> [Requirement]:
Work out how many lines in the listing below include the word "shallow". Give nothing but the number.

> [Information]:
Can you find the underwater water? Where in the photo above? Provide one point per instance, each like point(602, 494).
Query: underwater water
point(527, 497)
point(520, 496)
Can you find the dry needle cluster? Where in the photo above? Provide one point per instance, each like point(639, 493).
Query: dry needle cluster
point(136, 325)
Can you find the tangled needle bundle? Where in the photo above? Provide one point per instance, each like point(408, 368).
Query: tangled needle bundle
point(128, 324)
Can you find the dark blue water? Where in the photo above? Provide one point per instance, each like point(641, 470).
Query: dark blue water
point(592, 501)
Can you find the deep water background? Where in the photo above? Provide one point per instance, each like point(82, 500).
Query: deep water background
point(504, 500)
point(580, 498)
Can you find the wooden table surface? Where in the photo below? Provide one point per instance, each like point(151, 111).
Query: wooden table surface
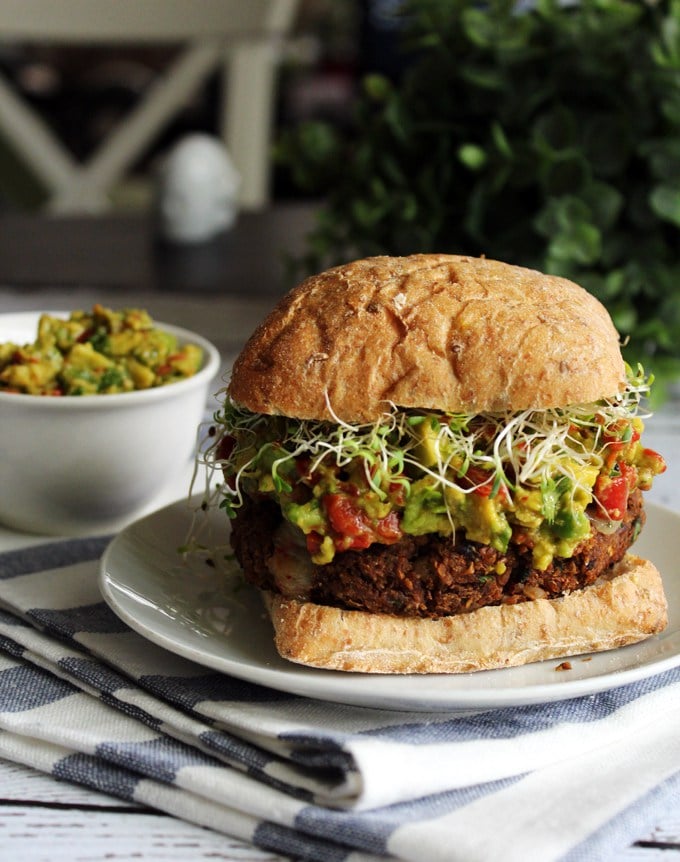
point(221, 289)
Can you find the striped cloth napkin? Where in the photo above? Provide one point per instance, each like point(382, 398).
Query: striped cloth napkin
point(87, 700)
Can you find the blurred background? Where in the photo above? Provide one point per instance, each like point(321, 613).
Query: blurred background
point(84, 89)
point(544, 134)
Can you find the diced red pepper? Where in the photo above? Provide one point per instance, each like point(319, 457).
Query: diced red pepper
point(354, 529)
point(612, 491)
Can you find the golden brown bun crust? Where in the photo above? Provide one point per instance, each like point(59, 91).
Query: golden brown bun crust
point(432, 331)
point(626, 607)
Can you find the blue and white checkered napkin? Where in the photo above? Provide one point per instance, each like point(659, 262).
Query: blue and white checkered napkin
point(87, 700)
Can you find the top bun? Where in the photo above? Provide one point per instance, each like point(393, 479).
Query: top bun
point(444, 332)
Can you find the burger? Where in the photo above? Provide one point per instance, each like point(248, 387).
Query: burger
point(434, 464)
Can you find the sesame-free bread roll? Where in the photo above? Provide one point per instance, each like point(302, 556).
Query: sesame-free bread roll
point(437, 331)
point(623, 607)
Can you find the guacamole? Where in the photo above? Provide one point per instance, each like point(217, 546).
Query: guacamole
point(540, 478)
point(96, 353)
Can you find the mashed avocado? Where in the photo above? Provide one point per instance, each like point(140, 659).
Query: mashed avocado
point(96, 353)
point(539, 479)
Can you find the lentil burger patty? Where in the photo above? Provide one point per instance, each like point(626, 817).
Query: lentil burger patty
point(428, 576)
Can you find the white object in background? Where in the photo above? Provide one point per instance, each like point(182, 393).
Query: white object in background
point(197, 190)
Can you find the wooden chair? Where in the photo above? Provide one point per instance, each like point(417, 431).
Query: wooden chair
point(239, 38)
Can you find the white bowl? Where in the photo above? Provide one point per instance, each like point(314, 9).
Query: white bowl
point(76, 465)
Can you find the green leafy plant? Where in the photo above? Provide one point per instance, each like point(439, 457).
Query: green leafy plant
point(547, 137)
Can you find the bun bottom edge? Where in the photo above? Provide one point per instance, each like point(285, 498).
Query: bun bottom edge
point(624, 606)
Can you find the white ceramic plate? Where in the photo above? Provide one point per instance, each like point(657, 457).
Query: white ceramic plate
point(210, 617)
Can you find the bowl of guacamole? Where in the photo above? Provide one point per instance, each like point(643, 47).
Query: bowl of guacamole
point(100, 411)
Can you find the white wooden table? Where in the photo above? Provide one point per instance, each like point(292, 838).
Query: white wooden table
point(42, 820)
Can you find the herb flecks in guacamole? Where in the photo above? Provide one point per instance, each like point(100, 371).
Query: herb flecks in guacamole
point(96, 353)
point(538, 477)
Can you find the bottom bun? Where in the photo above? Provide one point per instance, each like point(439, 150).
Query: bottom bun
point(625, 606)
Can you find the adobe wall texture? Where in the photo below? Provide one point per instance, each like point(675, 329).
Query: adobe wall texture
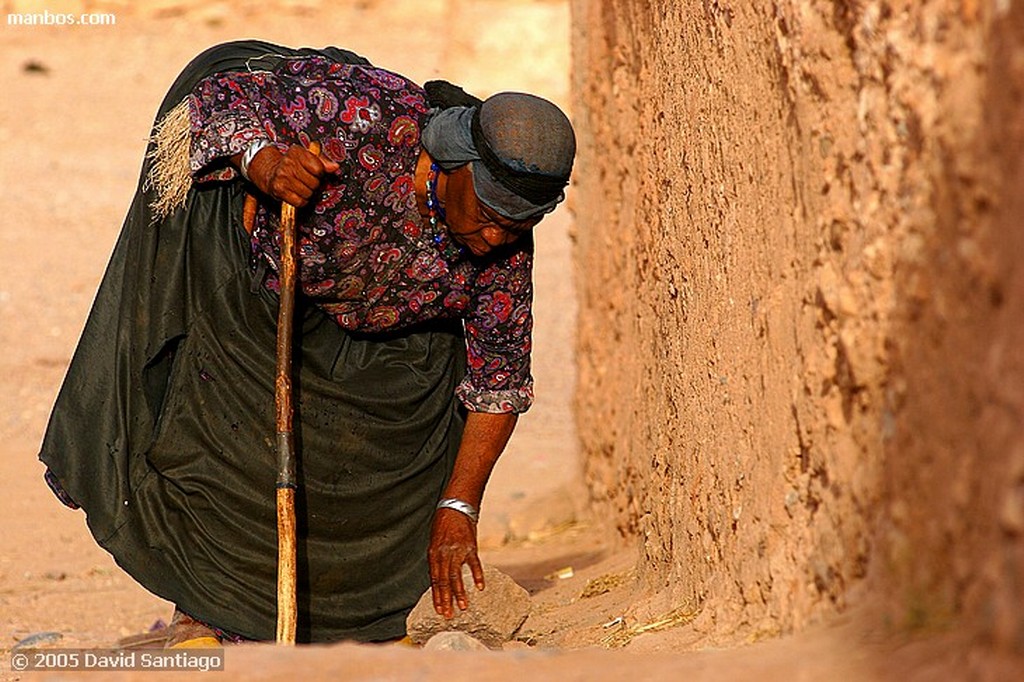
point(802, 306)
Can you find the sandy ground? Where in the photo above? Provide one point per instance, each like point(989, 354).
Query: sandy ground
point(77, 109)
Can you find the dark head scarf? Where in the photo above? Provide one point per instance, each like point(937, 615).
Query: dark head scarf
point(521, 147)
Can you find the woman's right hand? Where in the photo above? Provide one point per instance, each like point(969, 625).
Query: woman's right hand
point(294, 176)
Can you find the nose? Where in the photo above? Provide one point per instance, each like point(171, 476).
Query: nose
point(494, 236)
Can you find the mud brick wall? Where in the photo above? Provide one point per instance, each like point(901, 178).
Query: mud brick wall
point(799, 244)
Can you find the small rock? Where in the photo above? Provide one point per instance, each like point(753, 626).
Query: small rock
point(494, 614)
point(454, 641)
point(38, 640)
point(516, 645)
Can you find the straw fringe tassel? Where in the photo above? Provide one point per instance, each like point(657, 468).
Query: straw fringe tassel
point(170, 175)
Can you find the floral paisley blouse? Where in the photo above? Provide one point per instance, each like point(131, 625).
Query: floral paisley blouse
point(366, 254)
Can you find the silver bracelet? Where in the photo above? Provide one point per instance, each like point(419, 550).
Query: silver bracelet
point(460, 506)
point(250, 154)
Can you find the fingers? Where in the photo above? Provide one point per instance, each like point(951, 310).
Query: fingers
point(294, 176)
point(453, 544)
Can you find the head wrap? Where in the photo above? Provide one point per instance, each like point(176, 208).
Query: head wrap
point(521, 147)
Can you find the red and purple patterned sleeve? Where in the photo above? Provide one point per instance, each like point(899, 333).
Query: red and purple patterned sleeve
point(227, 112)
point(499, 338)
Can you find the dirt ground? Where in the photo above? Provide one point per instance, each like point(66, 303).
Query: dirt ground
point(78, 107)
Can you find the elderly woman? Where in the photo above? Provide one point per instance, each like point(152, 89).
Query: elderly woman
point(415, 265)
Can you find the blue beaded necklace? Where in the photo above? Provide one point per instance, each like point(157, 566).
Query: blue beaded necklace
point(436, 215)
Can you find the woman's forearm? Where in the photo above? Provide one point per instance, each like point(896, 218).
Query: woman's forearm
point(483, 439)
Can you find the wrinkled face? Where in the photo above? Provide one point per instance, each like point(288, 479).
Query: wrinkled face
point(472, 223)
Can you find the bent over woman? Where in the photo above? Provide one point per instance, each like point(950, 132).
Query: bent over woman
point(415, 258)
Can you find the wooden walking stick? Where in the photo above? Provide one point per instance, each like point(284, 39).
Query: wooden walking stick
point(287, 607)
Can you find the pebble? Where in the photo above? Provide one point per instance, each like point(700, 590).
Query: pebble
point(493, 617)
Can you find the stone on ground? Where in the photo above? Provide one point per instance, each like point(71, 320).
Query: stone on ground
point(454, 641)
point(493, 617)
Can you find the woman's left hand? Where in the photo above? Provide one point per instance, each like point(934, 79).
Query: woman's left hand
point(453, 543)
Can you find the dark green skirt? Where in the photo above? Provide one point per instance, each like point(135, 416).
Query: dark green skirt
point(164, 429)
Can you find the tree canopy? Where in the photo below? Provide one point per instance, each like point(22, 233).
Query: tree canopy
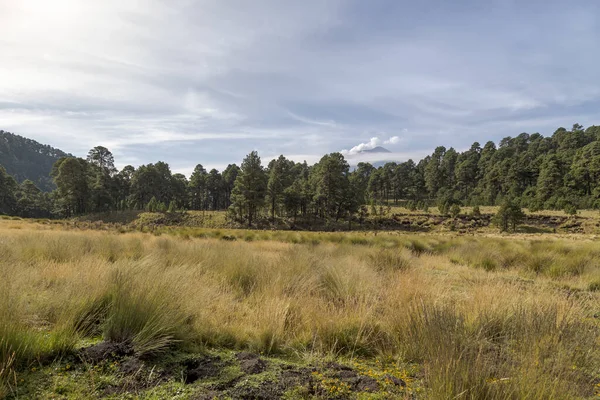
point(557, 172)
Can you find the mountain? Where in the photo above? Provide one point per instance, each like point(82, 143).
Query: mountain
point(27, 159)
point(377, 149)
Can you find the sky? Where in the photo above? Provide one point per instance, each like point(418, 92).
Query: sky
point(198, 81)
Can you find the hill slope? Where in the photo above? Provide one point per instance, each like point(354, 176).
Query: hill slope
point(27, 159)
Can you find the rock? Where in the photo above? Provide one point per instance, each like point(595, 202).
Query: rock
point(202, 368)
point(251, 363)
point(366, 384)
point(106, 351)
point(395, 381)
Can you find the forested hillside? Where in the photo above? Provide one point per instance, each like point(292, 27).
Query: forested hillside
point(557, 172)
point(27, 159)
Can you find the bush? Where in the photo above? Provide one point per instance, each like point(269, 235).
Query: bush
point(454, 210)
point(570, 209)
point(509, 216)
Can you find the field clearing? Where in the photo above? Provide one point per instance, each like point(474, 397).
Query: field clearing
point(415, 316)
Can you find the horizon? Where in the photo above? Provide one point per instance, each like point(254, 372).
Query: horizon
point(206, 82)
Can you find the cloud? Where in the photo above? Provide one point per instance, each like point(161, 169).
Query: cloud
point(371, 144)
point(190, 81)
point(393, 140)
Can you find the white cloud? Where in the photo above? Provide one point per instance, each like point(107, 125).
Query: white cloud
point(290, 77)
point(393, 140)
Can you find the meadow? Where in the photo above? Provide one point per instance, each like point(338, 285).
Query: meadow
point(91, 313)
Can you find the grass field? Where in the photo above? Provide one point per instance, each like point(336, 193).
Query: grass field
point(217, 313)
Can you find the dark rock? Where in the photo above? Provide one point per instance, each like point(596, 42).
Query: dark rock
point(131, 366)
point(395, 381)
point(267, 390)
point(202, 368)
point(251, 363)
point(366, 384)
point(106, 351)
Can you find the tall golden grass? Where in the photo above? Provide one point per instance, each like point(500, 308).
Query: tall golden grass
point(484, 317)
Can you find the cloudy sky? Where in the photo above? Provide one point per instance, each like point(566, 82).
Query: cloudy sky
point(199, 81)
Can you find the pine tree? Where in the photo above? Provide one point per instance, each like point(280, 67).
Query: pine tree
point(249, 190)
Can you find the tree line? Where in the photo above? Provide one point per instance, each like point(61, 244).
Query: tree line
point(557, 172)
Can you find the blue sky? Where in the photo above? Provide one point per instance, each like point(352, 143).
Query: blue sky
point(194, 81)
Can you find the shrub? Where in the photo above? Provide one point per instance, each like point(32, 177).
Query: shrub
point(454, 210)
point(570, 209)
point(509, 216)
point(594, 286)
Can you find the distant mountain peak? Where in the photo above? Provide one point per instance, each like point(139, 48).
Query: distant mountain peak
point(377, 149)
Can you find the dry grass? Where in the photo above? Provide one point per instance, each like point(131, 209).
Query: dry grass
point(484, 317)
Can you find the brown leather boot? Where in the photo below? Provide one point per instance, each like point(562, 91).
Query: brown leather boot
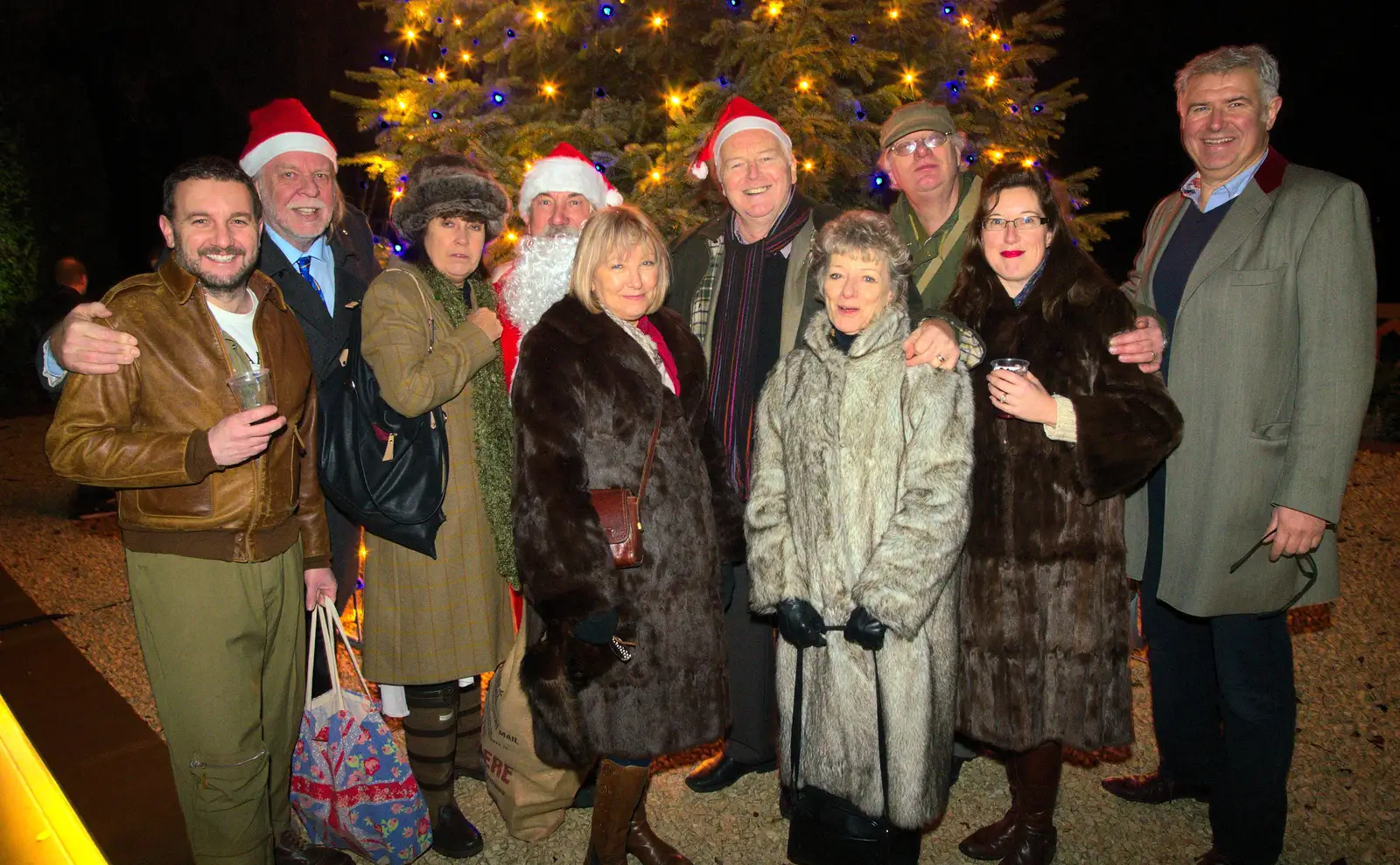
point(1038, 783)
point(620, 790)
point(998, 840)
point(644, 844)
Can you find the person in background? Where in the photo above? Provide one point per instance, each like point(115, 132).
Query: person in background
point(1043, 610)
point(430, 336)
point(220, 511)
point(630, 662)
point(1266, 276)
point(850, 437)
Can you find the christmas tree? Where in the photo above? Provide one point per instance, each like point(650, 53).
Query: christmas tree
point(637, 83)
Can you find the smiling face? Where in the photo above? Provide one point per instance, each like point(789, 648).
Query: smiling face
point(625, 282)
point(557, 209)
point(298, 191)
point(1015, 251)
point(214, 233)
point(454, 245)
point(1225, 122)
point(756, 177)
point(858, 289)
point(923, 171)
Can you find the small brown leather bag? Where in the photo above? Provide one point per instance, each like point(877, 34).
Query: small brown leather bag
point(620, 511)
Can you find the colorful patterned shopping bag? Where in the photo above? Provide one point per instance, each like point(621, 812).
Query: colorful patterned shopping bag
point(350, 785)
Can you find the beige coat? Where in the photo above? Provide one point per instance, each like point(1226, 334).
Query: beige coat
point(431, 620)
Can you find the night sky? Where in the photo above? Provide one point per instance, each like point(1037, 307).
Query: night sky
point(108, 97)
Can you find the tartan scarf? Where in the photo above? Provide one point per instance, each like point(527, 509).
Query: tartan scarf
point(732, 391)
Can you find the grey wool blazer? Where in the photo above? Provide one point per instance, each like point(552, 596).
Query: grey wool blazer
point(1271, 368)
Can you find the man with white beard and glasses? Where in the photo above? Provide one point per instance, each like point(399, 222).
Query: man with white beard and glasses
point(220, 510)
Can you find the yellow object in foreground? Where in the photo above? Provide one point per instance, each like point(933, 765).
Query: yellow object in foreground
point(38, 826)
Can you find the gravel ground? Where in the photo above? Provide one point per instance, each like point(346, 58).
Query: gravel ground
point(1344, 790)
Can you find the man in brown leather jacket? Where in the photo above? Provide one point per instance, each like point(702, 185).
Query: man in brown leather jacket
point(221, 515)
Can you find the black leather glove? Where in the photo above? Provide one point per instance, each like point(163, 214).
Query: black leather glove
point(725, 587)
point(800, 623)
point(598, 629)
point(865, 630)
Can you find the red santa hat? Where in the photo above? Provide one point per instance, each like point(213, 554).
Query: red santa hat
point(738, 115)
point(284, 126)
point(566, 170)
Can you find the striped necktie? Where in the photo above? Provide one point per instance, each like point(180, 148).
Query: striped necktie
point(304, 269)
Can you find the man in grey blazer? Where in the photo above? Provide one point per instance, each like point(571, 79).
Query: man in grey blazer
point(1264, 273)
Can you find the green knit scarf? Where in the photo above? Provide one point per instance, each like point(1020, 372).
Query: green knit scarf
point(494, 436)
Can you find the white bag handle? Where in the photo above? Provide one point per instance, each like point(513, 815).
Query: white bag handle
point(321, 624)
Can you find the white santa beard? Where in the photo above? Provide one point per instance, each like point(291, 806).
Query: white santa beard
point(538, 279)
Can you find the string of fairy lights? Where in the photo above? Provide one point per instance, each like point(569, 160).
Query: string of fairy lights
point(419, 25)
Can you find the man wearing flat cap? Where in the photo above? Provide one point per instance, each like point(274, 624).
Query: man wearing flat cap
point(921, 150)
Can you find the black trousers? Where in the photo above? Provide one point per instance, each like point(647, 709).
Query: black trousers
point(1224, 711)
point(752, 655)
point(345, 564)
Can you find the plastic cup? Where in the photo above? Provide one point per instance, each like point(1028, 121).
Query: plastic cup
point(252, 389)
point(1010, 364)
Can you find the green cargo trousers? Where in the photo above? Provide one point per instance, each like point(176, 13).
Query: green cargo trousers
point(226, 650)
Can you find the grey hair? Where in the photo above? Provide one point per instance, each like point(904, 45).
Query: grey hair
point(861, 233)
point(1228, 58)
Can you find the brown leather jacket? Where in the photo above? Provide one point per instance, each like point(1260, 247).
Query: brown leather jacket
point(144, 430)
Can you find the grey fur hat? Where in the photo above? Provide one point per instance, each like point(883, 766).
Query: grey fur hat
point(448, 182)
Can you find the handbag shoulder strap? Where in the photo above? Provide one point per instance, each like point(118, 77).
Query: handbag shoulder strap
point(651, 452)
point(427, 308)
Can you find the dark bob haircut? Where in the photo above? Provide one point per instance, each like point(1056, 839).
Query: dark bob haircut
point(1070, 275)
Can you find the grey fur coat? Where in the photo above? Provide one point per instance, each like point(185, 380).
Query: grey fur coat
point(860, 499)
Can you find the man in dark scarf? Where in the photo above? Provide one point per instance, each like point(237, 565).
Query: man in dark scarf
point(741, 280)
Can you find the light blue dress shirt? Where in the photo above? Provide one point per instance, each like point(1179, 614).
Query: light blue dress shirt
point(322, 265)
point(1225, 192)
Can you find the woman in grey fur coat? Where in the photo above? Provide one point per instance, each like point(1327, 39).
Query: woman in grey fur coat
point(858, 517)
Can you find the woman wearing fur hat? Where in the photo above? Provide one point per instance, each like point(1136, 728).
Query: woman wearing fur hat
point(858, 513)
point(630, 662)
point(1045, 626)
point(431, 622)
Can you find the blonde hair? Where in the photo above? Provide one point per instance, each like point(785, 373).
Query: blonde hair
point(609, 233)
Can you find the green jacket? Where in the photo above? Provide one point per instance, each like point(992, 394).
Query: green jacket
point(1271, 367)
point(697, 263)
point(924, 248)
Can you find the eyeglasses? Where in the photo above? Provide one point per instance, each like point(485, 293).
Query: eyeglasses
point(933, 142)
point(1021, 223)
point(1306, 566)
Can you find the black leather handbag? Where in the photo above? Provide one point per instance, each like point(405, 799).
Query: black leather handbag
point(830, 830)
point(384, 471)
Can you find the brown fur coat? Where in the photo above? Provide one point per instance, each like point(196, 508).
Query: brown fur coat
point(585, 399)
point(1045, 627)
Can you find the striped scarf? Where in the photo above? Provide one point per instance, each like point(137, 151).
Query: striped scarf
point(732, 391)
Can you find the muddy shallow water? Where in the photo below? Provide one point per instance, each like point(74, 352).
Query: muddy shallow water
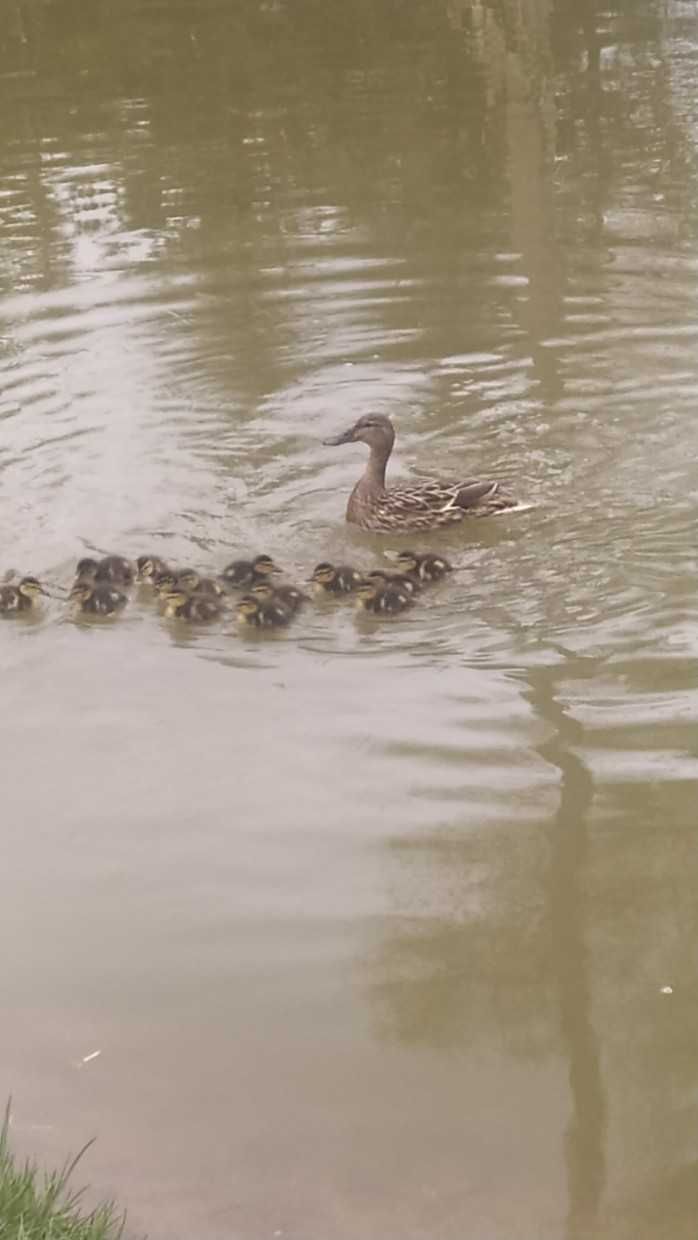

> [Exercise solution]:
2